* Written request:
Please restate the lines that begin at the line with "cheek marking | outline every instance" and run through the end of the records, swapping "hole rule" for "fill rule" and keeping everything else the same. Leave the pictures out of your answer.

* Material for the task:
○ ○ ○

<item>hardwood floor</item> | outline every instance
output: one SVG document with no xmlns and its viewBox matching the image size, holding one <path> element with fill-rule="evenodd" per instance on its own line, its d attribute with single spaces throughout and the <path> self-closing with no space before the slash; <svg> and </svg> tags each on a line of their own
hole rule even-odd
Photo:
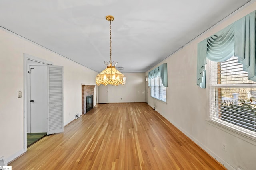
<svg viewBox="0 0 256 170">
<path fill-rule="evenodd" d="M 14 170 L 226 169 L 145 103 L 98 104 L 46 136 Z"/>
</svg>

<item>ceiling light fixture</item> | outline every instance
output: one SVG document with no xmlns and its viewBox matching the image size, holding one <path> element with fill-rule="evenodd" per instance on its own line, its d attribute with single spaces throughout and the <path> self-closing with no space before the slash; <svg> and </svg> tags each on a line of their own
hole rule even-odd
<svg viewBox="0 0 256 170">
<path fill-rule="evenodd" d="M 96 84 L 97 85 L 102 84 L 105 86 L 108 84 L 118 86 L 119 84 L 124 85 L 125 84 L 125 76 L 121 72 L 116 69 L 117 62 L 112 62 L 111 59 L 111 21 L 114 21 L 114 18 L 112 16 L 108 16 L 106 19 L 109 21 L 109 30 L 110 44 L 110 61 L 104 62 L 107 68 L 101 72 L 96 76 Z"/>
</svg>

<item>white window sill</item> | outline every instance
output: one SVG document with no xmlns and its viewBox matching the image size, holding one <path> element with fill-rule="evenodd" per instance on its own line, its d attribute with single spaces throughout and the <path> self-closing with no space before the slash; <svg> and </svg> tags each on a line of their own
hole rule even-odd
<svg viewBox="0 0 256 170">
<path fill-rule="evenodd" d="M 152 97 L 152 96 L 150 96 L 150 97 L 151 98 L 153 98 L 154 100 L 157 100 L 158 101 L 159 101 L 161 103 L 162 103 L 165 104 L 167 104 L 167 101 L 166 102 L 164 102 L 164 101 L 162 101 L 162 100 L 160 100 L 160 99 L 157 99 L 156 98 L 155 98 L 154 97 Z"/>
<path fill-rule="evenodd" d="M 232 127 L 232 125 L 229 126 L 225 123 L 222 123 L 220 121 L 211 119 L 206 119 L 206 120 L 208 121 L 208 123 L 209 125 L 256 146 L 256 136 L 239 130 L 238 128 L 236 129 Z"/>
</svg>

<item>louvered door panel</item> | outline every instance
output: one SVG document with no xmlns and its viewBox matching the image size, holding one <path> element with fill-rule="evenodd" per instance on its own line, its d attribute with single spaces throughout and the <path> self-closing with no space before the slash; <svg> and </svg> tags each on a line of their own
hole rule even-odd
<svg viewBox="0 0 256 170">
<path fill-rule="evenodd" d="M 49 113 L 47 134 L 62 132 L 63 125 L 63 67 L 48 66 Z"/>
</svg>

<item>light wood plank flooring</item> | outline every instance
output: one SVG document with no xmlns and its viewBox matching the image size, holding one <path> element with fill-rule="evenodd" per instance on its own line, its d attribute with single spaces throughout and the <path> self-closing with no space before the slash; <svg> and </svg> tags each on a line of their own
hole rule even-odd
<svg viewBox="0 0 256 170">
<path fill-rule="evenodd" d="M 14 170 L 226 169 L 144 103 L 98 104 L 46 136 Z"/>
</svg>

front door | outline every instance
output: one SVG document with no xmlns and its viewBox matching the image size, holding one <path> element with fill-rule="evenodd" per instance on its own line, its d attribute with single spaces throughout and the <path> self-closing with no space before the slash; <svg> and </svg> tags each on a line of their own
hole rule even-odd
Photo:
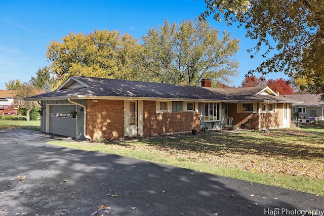
<svg viewBox="0 0 324 216">
<path fill-rule="evenodd" d="M 125 101 L 125 136 L 137 136 L 138 111 L 137 101 Z"/>
<path fill-rule="evenodd" d="M 283 119 L 282 119 L 282 126 L 289 126 L 289 109 L 288 109 L 288 104 L 284 104 L 283 107 Z"/>
</svg>

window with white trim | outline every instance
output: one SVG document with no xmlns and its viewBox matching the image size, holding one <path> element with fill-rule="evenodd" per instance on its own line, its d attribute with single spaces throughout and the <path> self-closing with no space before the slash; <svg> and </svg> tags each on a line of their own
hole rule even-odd
<svg viewBox="0 0 324 216">
<path fill-rule="evenodd" d="M 246 104 L 242 103 L 242 112 L 253 112 L 253 104 L 252 103 Z"/>
<path fill-rule="evenodd" d="M 187 111 L 194 111 L 194 103 L 187 102 Z"/>
<path fill-rule="evenodd" d="M 160 111 L 168 110 L 168 104 L 167 102 L 160 102 Z"/>
<path fill-rule="evenodd" d="M 275 105 L 273 103 L 261 104 L 261 112 L 275 112 Z"/>
<path fill-rule="evenodd" d="M 215 121 L 220 120 L 220 103 L 205 103 L 204 106 L 204 121 Z"/>
<path fill-rule="evenodd" d="M 293 112 L 299 112 L 299 113 L 306 113 L 306 107 L 293 107 Z"/>
<path fill-rule="evenodd" d="M 172 112 L 183 112 L 183 101 L 172 101 Z"/>
</svg>

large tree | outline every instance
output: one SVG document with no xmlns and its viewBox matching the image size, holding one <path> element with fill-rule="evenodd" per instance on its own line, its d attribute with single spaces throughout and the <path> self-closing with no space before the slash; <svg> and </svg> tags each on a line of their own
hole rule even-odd
<svg viewBox="0 0 324 216">
<path fill-rule="evenodd" d="M 132 79 L 140 50 L 137 39 L 116 30 L 72 32 L 52 41 L 46 54 L 59 85 L 70 75 Z"/>
<path fill-rule="evenodd" d="M 198 85 L 202 78 L 230 82 L 238 62 L 234 59 L 239 41 L 230 33 L 196 20 L 152 28 L 142 37 L 143 63 L 151 80 Z"/>
<path fill-rule="evenodd" d="M 45 92 L 50 92 L 54 87 L 54 79 L 51 76 L 48 67 L 38 68 L 35 77 L 32 76 L 30 82 L 36 89 L 43 90 Z"/>
<path fill-rule="evenodd" d="M 7 90 L 18 90 L 21 88 L 22 84 L 19 79 L 10 80 L 8 82 L 5 82 Z"/>
<path fill-rule="evenodd" d="M 210 15 L 228 24 L 238 22 L 257 40 L 253 57 L 263 46 L 267 58 L 254 71 L 284 72 L 302 79 L 302 89 L 324 92 L 324 2 L 308 0 L 205 0 Z M 269 56 L 273 50 L 276 51 Z M 250 71 L 253 72 L 254 71 Z"/>
<path fill-rule="evenodd" d="M 286 80 L 282 78 L 276 79 L 270 79 L 267 81 L 267 85 L 274 92 L 279 95 L 291 95 L 295 94 L 294 89 L 287 83 Z"/>
<path fill-rule="evenodd" d="M 34 107 L 39 107 L 39 105 L 36 101 L 26 101 L 23 99 L 44 93 L 43 90 L 39 90 L 31 84 L 27 82 L 24 82 L 21 88 L 17 90 L 16 100 L 19 103 L 19 108 L 26 109 L 27 121 L 30 120 L 30 111 Z"/>
</svg>

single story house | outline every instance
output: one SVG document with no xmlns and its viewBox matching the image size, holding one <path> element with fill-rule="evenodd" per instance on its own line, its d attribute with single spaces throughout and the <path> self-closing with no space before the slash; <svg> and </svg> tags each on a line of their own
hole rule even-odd
<svg viewBox="0 0 324 216">
<path fill-rule="evenodd" d="M 15 103 L 14 90 L 0 90 L 0 115 L 17 115 L 18 106 Z"/>
<path fill-rule="evenodd" d="M 28 97 L 41 105 L 41 131 L 80 139 L 191 132 L 244 123 L 290 126 L 290 105 L 268 87 L 233 89 L 71 76 L 56 90 Z M 75 114 L 77 114 L 76 116 Z"/>
<path fill-rule="evenodd" d="M 302 103 L 292 104 L 291 116 L 293 119 L 306 123 L 313 120 L 324 119 L 324 101 L 320 100 L 320 95 L 305 94 L 285 95 L 282 96 L 303 102 Z"/>
</svg>

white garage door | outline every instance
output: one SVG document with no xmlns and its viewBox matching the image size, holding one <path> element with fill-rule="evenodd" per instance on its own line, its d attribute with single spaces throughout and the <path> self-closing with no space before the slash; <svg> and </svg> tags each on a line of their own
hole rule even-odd
<svg viewBox="0 0 324 216">
<path fill-rule="evenodd" d="M 76 110 L 76 105 L 50 106 L 50 133 L 66 137 L 76 138 L 76 118 L 70 114 Z"/>
</svg>

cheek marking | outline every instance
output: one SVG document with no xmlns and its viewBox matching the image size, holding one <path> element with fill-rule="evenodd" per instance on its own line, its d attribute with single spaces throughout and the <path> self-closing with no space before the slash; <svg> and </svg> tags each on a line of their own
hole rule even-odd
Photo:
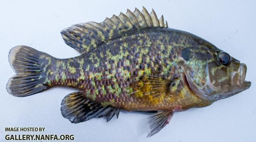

○ ○ ○

* Result:
cheek marking | outline every instance
output: one SVG document with no xmlns and its viewBox matching the image size, holding one <path> element with fill-rule="evenodd" per instance on its own line, its d attribute with single spaces throughout and the <path> self-closing with no space before the slash; <svg> and </svg> tags each on a line of their own
fill rule even-odd
Photo:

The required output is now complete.